* [Exercise text]
------------------------------------
A new study from the Allen Institute for Artificial Intelligence (AI2) has revealed that ChatGPT, the large language model (LLM) from OpenAI can inadvertently or maliciously be set to turn toxic by changing its assigned persona in the model’s system settings. According to the research, setting various personas in the model’s parameters can affect the output significantly, from the words and phrases used, to the topics expressed. The personas that were examined in the study included a diverse array of popular figures, including politicians, journalists, sportspersons and businesspersons, as well as a range of races, genders and sexual orientations.
Notably, the research shed light on how the AI model itself can develop an opinion of different personas, leading to varied levels of toxicity in response to topics. This means that even training data that is perceived as unbiased may still result in toxic behaviour if not moderated properly.
The study highlighted the potential risks of using AI models without proper oversight, as well as the potential of maliciously setting the model to produce toxic content. It also showed that the parameters necessary for assigning personas are available to anyone accessing OpenAI’s API allowing for widespread impact.
The report emphasized the importance of incorporating system settings when building chatbots and plugins with ChatGPT in order to appeal to a target audience, as well as to constrain the behaviour of the model. Companies such as Snap, Instacart, and Shopify which have already built chatbots and plugins on ChatGPT could be one of the many which would be at risk of exhibiting toxic behaviour if the model is not properly managed.
The Allen Institute for AI is a research institution dedicated to the study and advancement of AI, whose mission is to make AI more exploreable, reproducible and beneficent. It was founded in 2014 by Microsoft co-founder Paul Allen and works to drive cutting-edge research and science. The company’s ChatGPT report is the first large-scale toxicity analysis of the popular AI model, and the findings of this research could pave the way for other large language models in the future.
------------------------------------
* [Entries supplied]

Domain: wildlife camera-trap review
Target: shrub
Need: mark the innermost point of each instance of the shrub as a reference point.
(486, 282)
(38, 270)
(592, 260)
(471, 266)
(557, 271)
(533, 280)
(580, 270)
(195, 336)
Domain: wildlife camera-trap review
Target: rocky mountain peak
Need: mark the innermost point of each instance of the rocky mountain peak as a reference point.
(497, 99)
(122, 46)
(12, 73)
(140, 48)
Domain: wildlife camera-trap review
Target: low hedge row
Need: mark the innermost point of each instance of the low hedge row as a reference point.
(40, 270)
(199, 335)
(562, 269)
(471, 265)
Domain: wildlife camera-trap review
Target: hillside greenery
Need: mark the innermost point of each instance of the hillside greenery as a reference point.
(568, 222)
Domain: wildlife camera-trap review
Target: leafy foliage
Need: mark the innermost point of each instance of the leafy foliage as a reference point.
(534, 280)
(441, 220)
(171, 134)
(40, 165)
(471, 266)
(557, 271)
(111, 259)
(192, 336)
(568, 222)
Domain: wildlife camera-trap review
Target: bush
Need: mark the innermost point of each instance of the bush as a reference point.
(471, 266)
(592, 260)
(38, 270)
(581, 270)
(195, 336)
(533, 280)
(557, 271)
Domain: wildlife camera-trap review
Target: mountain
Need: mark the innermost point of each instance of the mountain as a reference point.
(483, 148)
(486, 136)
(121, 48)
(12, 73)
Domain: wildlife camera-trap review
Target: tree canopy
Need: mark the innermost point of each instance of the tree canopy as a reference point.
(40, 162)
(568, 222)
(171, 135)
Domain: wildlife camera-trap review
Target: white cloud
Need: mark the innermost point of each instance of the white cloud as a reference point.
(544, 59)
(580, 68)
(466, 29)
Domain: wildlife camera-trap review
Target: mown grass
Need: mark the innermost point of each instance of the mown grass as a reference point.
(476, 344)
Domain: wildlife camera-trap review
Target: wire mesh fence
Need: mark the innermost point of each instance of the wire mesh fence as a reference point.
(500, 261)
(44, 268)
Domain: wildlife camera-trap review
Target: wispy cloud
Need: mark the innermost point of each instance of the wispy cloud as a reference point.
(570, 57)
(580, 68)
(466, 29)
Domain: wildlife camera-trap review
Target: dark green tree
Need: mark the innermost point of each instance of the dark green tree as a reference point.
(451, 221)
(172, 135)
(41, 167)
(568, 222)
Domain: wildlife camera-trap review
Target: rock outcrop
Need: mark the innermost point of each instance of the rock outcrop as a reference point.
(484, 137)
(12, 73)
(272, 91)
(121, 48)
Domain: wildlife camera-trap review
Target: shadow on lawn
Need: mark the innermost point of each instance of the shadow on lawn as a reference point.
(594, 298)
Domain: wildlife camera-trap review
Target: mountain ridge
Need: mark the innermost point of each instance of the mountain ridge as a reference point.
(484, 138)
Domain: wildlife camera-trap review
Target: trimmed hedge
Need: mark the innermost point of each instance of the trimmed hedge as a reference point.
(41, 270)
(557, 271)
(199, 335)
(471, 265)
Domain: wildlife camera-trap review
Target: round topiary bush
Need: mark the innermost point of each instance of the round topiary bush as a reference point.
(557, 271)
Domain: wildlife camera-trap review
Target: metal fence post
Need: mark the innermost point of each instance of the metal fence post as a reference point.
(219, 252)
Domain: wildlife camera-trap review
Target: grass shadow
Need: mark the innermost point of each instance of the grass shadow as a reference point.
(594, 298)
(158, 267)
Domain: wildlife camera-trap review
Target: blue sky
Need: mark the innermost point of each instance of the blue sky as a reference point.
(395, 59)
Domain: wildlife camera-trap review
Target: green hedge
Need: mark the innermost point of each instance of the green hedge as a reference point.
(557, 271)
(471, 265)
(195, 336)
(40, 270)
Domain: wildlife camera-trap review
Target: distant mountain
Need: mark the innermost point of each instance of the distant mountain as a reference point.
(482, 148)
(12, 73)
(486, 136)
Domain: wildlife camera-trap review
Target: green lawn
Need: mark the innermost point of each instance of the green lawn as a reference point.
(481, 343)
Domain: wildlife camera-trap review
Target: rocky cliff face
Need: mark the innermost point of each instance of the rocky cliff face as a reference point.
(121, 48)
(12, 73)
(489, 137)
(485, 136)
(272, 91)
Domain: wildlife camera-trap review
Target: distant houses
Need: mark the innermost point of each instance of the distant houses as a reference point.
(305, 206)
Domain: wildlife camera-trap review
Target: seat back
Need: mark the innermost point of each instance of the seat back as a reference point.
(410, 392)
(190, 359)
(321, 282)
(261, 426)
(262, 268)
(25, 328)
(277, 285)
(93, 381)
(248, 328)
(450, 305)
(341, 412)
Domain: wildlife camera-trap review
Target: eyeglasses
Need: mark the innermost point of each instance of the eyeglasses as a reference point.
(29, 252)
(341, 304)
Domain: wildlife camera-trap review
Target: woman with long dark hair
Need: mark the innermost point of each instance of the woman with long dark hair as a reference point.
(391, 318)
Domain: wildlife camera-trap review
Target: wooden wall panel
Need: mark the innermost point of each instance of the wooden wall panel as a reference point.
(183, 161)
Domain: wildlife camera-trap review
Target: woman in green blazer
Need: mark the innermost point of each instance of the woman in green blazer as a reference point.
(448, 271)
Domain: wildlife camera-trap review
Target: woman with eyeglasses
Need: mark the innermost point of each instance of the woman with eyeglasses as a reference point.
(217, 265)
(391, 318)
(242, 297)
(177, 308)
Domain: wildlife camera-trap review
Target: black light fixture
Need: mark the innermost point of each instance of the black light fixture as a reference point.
------------------------------------
* [Task requirements]
#1 In the article on the ChatGPT toxicity study, who founded the Allen Institute for AI, and in what year?
#2 Print everything in the article on the ChatGPT toxicity study from "A new study" down to "and sexual orientations.".

* [List of answers]
#1 Microsoft co-founder Paul Allen founded it in 2014.

#2
A new study from the Allen Institute for Artificial Intelligence (AI2) has revealed that ChatGPT, the large language model (LLM) from OpenAI can inadvertently or maliciously be set to turn toxic by changing its assigned persona in the model’s system settings. According to the research, setting various personas in the model’s parameters can affect the output significantly, from the words and phrases used, to the topics expressed. The personas that were examined in the study included a diverse array of popular figures, including politicians, journalists, sportspersons and businesspersons, as well as a range of races, genders and sexual orientations.